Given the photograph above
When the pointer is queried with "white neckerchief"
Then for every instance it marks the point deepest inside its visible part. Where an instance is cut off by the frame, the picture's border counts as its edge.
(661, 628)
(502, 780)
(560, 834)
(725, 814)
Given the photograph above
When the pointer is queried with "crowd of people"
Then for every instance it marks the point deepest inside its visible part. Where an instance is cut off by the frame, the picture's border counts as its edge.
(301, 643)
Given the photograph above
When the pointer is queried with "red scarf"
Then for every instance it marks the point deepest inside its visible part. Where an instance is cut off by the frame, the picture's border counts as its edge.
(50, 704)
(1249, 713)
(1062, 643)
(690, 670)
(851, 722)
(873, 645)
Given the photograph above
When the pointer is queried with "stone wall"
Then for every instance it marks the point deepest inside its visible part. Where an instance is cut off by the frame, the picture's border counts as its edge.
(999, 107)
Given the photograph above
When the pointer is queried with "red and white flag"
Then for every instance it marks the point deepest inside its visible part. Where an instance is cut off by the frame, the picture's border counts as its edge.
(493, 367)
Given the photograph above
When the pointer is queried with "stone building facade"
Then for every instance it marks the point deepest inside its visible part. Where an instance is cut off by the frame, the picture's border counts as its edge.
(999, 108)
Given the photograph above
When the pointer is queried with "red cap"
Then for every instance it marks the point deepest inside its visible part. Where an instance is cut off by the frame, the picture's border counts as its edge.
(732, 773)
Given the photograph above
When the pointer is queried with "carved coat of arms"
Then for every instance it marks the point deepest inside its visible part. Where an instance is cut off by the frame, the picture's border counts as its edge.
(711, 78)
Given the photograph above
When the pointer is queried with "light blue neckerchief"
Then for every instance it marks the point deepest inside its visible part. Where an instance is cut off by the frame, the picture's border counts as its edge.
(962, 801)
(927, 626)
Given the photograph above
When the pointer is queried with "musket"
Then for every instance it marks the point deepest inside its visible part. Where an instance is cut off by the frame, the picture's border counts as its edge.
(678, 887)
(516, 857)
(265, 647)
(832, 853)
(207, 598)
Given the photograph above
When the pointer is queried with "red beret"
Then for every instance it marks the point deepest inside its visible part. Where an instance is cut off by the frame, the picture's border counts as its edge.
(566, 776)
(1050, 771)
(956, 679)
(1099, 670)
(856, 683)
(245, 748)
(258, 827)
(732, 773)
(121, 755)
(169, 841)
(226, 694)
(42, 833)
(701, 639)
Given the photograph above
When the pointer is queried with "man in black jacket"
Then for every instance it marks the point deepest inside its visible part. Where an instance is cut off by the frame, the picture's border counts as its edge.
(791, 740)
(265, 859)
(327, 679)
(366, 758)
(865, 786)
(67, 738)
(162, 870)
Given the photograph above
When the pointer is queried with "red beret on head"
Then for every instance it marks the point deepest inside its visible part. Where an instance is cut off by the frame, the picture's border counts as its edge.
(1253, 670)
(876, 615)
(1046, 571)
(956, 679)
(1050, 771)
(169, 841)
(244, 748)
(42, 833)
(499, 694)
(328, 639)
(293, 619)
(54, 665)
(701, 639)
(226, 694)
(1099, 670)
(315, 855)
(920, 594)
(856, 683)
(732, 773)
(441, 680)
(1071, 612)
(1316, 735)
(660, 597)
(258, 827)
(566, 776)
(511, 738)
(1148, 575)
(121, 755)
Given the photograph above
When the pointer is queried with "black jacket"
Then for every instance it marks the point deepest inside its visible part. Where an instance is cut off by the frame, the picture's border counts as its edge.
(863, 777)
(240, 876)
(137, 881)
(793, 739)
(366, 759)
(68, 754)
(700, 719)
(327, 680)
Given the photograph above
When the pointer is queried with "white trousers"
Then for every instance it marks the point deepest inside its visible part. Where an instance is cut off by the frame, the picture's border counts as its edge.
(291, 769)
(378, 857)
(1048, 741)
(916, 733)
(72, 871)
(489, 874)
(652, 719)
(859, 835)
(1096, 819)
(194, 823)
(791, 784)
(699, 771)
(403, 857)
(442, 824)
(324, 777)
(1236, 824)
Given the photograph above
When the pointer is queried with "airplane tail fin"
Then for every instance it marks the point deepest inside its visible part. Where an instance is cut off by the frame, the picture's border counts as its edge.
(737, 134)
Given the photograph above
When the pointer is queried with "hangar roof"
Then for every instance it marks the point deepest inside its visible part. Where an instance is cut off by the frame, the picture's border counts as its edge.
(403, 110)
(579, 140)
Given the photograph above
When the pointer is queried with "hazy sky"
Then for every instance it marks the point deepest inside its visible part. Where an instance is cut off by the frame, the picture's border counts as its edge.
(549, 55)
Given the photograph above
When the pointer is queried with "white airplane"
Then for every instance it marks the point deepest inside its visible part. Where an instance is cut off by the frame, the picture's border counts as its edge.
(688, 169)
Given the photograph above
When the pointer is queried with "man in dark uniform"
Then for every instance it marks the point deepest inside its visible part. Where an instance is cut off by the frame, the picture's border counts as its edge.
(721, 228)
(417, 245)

● ● ●

> INSTRUCTION:
Copy every line exactly. Leave nothing out.

> REPLY TO THE EXERCISE:
Given the photograph above
When the pointer is queried with "white neckerchief"
Then for every instance it marks the point deepest inside its visible part. Where an instance is cut off by the frame, the picture's border counts as its edge.
(661, 628)
(502, 780)
(560, 834)
(725, 814)
Given the photograph above
When the pointer is queried with "crowd of people"
Then for every instance it marks the point deepest inside its visible part. Where an instance is cut off by the frame, the picture's border counts as its edge.
(301, 643)
Given the photograph above
When the pointer is queried with "red scarf"
Then for every instance it marks the point deepest inside its visible part. Where an instance is cut off by the frame, the picture's border counts as its edge.
(50, 704)
(1249, 713)
(1062, 643)
(690, 670)
(851, 722)
(873, 645)
Given the photograph above
When the pointer is queried with "stone wall"
Then for every instance it marks the point deepest inside its visible part. Where an instance is cut off by the frame, the picture's border counts as its edge.
(999, 107)
Given the photograph above
When the pointer is queried with "red and white flag"
Then for every instance it marks the point deepest inside its visible part. Where an instance is cut off by the frame, the picture's border counts as its edge.
(493, 367)
Given the photograph above
When the pointer is queried with "stone building facade"
Then for every instance it marks the point deepest inside its visible part. Where an instance is cut off by the frame, the picture's border counts as its edge.
(999, 108)
Given the photograph above
When the pointer is queried with "red cap"
Then for every instance it marks the point deepest inside its visible part. Where an instance is cut off by the frame, the picture's border counts as its edge.
(732, 773)
Given the photograph above
When the pointer is queried with "carved coat of arms"
Then for every instance it marks the point deepest inside its visible part. Where an instance is cut off by the frame, the picture's border counts as its edge.
(711, 78)
Given the photograph above
When the pointer is queried with "light blue neckerchief"
Then for every instance it marks the point deepest inside its visible part. Where an instance is cut off by the frame, the picture's border counts as its edge.
(962, 801)
(927, 626)
Given the photograph above
When the pointer is queried with "musket"
Then for every instance it marks the point deepest inside its visible part. Where an instance is cut off by the frame, the picture's border counts as its edge.
(678, 887)
(516, 857)
(265, 647)
(832, 853)
(207, 598)
Given the photograph above
When the pointer is queried with "red beret"
Then for every instance it marks the point deepest inside its visible part. Where an instance is cut off by the frame, the picture's border counts as its edge.
(566, 776)
(1050, 771)
(956, 679)
(1099, 670)
(856, 683)
(245, 748)
(258, 827)
(732, 773)
(121, 755)
(169, 841)
(226, 694)
(42, 833)
(701, 639)
Given the photograph above
When the pointer is queried with "man in black jacket"
Then for every instance it marks the point deepest inside its visible part. Where an instance is cut off by the frame, the picture's border counts as its edge.
(791, 740)
(265, 859)
(327, 679)
(366, 758)
(865, 786)
(67, 738)
(162, 870)
Given the photograph above
When the pointer is queried with "red beret on head"
Then for every instance it marks the point deepest inside its visible part. Where an instance is cut off by the frame, the picture's border counts as its edge.
(1253, 670)
(876, 615)
(1046, 571)
(956, 679)
(1050, 771)
(169, 841)
(244, 748)
(42, 833)
(499, 694)
(328, 639)
(293, 619)
(54, 665)
(701, 639)
(226, 694)
(1099, 670)
(315, 855)
(920, 594)
(856, 683)
(732, 773)
(441, 680)
(1071, 612)
(1316, 735)
(660, 597)
(258, 827)
(566, 776)
(511, 738)
(1148, 575)
(121, 755)
Given the photograph above
When the pointer is queried with "black jacket"
Then for every instance it marks the point deepest inside its visible part. Where an instance is cut off by the frame, the picture's border counts as its edge.
(863, 777)
(240, 876)
(137, 881)
(793, 739)
(366, 759)
(68, 754)
(700, 719)
(327, 680)
Given the photograph above
When the pointer is queried with "white trousers"
Then for every instance it marks the point deepest inside its visible part. Where an instance is cut off by the frame, the picture's border counts as its edge.
(291, 769)
(378, 857)
(1048, 741)
(916, 733)
(72, 871)
(489, 874)
(652, 719)
(859, 835)
(1096, 819)
(194, 823)
(791, 784)
(699, 771)
(403, 857)
(442, 824)
(324, 777)
(1236, 824)
Given the photograph above
When the pointer is queried with "airplane tail fin"
Then for every instance it marks the point deepest inside its visible part. Where an instance is cut off by the frame, the picture's border counts as its edge.
(737, 134)
Given the photograph above
When the pointer is queried with "hangar roof"
Then for every instance it marks the point deepest inside its visible part. Where an instance is cut off by the frame, the picture's border counts as its edge.
(403, 110)
(579, 140)
Given the photograph above
When the pointer is queried with "hazy sky"
Then for every instance it marks the point deepest inside its visible part. Where an instance is cut off by the frame, the picture's border counts as its edge.
(549, 55)
Given the photograph above
When the pointer is queried with "white airplane"
Then for every instance it marks the point deepest inside its visible part. Where an instance is cut off by the frame, the picture's border counts as its edge.
(688, 169)
Given the photograph above
When the pointer is queried with "man in dark uniform"
Then for every instance it marks the point deepest inside its visible part. Where an instance is cut off by the frame, the picture's border counts as its edge.
(721, 228)
(417, 245)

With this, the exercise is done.